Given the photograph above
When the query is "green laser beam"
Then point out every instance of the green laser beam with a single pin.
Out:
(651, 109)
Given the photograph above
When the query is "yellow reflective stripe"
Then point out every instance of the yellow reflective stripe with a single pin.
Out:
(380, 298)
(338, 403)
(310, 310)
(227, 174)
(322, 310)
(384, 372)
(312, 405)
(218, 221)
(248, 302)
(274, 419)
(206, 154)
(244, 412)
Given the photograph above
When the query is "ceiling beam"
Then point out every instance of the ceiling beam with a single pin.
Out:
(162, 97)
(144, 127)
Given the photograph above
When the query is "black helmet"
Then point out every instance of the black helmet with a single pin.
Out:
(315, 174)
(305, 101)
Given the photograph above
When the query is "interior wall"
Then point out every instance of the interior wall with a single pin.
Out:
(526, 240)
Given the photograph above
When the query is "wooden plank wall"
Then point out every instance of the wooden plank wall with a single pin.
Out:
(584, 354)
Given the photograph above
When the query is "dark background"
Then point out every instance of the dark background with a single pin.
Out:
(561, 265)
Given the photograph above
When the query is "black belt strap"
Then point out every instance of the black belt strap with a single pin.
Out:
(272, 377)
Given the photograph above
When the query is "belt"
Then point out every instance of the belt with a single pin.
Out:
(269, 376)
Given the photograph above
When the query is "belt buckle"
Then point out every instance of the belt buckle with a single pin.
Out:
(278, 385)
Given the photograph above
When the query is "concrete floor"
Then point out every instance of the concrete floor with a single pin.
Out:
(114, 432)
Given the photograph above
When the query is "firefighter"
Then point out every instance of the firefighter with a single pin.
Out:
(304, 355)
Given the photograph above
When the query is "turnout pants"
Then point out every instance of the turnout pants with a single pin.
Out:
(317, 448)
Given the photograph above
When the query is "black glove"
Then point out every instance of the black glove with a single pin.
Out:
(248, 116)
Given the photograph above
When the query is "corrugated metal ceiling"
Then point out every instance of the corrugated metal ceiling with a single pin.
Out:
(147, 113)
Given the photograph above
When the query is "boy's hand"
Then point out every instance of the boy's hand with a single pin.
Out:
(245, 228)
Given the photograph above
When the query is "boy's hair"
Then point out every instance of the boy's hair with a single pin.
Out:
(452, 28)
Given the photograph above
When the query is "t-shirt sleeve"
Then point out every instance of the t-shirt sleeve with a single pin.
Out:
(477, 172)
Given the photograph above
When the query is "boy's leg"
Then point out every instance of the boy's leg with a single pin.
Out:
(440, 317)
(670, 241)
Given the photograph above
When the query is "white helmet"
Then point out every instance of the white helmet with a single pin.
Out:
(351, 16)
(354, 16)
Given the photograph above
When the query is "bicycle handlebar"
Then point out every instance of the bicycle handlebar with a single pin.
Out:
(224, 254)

---

## Short problem:
Print every entry exactly as it appears.

## Solution to the exercise:
Given the photograph above
When the query is "green laser beam"
Then point out every instance of the green laser beam with a single pin.
Out:
(651, 109)
Given the photograph above
When the query is "yellow reflective stripe"
Then point out every instance of the yellow reflective stripe with a single pin.
Out:
(380, 298)
(338, 403)
(310, 310)
(227, 174)
(322, 310)
(384, 372)
(312, 405)
(218, 221)
(248, 302)
(274, 419)
(206, 154)
(244, 412)
Given the photograph above
When the query is "ceiling beam"
Then point out every instance of the ceiling beam with a single pin.
Out:
(162, 97)
(144, 127)
Given the photograph above
When the query is "black helmet"
Then point out every instance of the black helmet with a single pin.
Out:
(315, 174)
(305, 101)
Given the photograph above
When the query is "interior wall"
Then point out every instance of the interior wall with a single pin.
Out:
(526, 240)
Given the photograph above
When the query is "wooden plank wall"
Then point out every instance of the wooden plank wall with a single pin.
Out:
(584, 354)
Given the photograph above
When the query is "dark background"
Then point out every instance of the dark background with a single pin.
Out:
(561, 265)
Given the photograph above
When the query is "black belt strap"
Then point out every instance of the black belt strap with a single pin.
Out:
(272, 377)
Given the photograph above
When the query is "belt"
Then point out every instance of the belt with a single pin.
Out:
(269, 376)
Given the photograph above
When the query is "belt buckle"
Then point out every instance of the belt buckle with a single pin.
Out:
(278, 385)
Given the photograph above
When the query is "concrete floor"
Then point out every instance of the concrete floor with a single pin.
Out:
(114, 432)
Given the photograph above
When the query is "firefighter"
Then point out every instance of the firefighter with a single pin.
Out:
(304, 355)
Given the photograph above
When the query is "turnout pants"
Then point out every instance of the turnout pants with a single pin.
Out:
(317, 448)
Given the photograph above
When the query is "black glove"
Then point out every instance of the black glove with a single pin.
Out:
(248, 116)
Given the photograph above
When the query is "corrugated metal ceiling"
Then point out every instance of the corrugated metal ceiling with a single pin.
Out:
(147, 113)
Given the photograph above
When the query is "boy's hand"
Then point out every instance of the boy's hand with a single pin.
Out:
(245, 228)
Given the photograph above
When the query is "boy's hair"
Then point out every instance of the boy's hair with a single pin.
Out:
(452, 28)
Given the photograph above
When the query is "t-shirt sleeve"
Then point out every instance of the t-shirt sleeve with a single pin.
Out:
(477, 172)
Given the photograph above
When the query is "boy's leg"
Then point out every instance of the boy's leg with a single pin.
Out:
(440, 317)
(670, 241)
Given the photograph above
When the query is "white helmet"
Then point out every instance of the white helmet with a single pin.
Out:
(351, 16)
(354, 16)
Given the photograph above
When the query is "bicycle handlebar"
Then point out every instance of the bicycle handlebar with a single pin.
Out:
(224, 254)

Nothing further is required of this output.